*** Records for the exercise

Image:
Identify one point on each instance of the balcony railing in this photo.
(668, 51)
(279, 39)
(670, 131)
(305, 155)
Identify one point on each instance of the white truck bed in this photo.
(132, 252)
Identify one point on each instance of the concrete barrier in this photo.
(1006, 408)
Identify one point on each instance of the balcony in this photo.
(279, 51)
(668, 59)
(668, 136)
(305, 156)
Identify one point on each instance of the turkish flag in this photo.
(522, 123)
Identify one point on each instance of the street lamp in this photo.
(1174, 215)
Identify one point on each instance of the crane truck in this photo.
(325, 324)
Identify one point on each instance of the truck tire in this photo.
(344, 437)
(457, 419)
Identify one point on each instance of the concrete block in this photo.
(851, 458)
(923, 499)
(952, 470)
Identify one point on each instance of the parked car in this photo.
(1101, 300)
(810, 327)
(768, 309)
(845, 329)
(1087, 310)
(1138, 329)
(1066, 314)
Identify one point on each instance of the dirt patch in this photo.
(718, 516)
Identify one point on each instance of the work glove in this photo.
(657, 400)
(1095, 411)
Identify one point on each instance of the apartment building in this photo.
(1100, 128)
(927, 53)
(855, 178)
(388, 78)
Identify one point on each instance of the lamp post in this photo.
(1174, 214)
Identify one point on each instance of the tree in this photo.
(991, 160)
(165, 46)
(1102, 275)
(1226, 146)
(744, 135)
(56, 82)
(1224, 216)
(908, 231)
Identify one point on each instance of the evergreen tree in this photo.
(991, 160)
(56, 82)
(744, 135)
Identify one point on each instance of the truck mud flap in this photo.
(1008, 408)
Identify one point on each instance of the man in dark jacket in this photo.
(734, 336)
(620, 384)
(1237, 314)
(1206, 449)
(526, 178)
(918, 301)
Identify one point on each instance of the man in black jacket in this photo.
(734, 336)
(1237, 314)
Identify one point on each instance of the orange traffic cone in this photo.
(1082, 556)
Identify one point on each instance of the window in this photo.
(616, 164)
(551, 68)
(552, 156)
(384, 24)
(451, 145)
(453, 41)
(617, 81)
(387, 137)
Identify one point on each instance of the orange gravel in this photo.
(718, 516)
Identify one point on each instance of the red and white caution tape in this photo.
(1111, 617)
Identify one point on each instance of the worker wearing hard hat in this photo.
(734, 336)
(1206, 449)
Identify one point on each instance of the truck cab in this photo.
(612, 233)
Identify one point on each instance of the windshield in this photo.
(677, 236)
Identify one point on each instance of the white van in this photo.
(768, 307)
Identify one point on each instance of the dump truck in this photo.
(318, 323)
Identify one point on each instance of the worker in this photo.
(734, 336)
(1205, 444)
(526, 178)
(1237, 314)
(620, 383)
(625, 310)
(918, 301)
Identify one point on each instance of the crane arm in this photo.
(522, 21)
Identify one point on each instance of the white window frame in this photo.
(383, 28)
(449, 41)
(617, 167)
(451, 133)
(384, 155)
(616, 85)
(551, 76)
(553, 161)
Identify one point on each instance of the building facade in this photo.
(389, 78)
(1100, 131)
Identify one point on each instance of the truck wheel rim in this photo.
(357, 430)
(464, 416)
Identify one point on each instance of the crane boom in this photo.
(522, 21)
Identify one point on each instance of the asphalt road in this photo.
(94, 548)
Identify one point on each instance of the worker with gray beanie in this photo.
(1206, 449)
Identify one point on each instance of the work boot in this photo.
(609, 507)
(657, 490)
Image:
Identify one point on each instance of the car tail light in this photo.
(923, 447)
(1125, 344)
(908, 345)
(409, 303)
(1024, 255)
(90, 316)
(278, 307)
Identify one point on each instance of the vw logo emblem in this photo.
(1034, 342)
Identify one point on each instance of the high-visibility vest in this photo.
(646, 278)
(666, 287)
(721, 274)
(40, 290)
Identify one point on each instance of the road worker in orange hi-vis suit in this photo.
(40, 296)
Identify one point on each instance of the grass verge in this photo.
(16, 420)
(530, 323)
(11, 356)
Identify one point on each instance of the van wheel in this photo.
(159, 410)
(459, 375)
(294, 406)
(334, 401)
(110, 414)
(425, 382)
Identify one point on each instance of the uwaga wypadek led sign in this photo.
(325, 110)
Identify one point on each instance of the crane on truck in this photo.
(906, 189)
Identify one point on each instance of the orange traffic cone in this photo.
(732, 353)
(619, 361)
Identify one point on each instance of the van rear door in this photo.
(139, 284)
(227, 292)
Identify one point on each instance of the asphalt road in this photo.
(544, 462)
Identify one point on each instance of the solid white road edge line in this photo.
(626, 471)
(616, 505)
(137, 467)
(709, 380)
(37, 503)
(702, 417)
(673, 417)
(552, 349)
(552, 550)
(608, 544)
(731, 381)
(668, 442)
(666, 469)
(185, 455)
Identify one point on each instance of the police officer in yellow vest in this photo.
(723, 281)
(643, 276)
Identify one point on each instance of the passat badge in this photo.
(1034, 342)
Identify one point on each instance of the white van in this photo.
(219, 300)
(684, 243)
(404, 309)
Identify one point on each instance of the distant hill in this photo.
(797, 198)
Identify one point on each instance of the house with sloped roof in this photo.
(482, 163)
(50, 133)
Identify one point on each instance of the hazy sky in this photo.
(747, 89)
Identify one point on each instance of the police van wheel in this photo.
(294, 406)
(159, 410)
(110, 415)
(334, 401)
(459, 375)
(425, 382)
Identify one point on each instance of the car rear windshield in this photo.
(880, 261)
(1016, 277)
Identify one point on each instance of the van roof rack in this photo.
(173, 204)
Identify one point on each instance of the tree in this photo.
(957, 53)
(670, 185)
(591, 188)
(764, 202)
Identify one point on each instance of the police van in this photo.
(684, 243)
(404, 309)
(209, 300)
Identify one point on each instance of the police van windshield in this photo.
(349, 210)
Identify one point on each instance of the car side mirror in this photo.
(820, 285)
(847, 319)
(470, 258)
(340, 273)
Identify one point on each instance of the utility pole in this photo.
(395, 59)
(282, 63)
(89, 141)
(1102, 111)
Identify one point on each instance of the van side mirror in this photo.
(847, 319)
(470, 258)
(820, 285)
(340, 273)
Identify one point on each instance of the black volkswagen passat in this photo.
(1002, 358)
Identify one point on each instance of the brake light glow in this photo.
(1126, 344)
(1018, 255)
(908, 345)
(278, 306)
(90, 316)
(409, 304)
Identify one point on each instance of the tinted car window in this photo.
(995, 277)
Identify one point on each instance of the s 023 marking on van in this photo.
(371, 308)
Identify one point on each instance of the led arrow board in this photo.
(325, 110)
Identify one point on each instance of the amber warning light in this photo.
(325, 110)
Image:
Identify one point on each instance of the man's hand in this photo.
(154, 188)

******

The problem: Only the lines from the one containing "Identify one point on each instance of the black" to the end of the records should be repeated, exactly as they appear.

Answer to this exercise:
Identify one point on each instance of the black volkswagen passat in this photo.
(1002, 358)
Identify one point on each instance of the brake light glow in this photo.
(1126, 344)
(1018, 255)
(908, 345)
(278, 306)
(90, 316)
(409, 304)
Identify one point on each instance of the tinted car window in this photo.
(995, 277)
Identify one point on each instance of the s 023 marking on van in this photo.
(371, 308)
Identify one point on each instance of the led arrow board in this photo.
(325, 110)
Identify one point on each instance of the amber warning light in this photo.
(325, 110)
Image:
Identify one point on each instance of the man's hand in this photo.
(154, 188)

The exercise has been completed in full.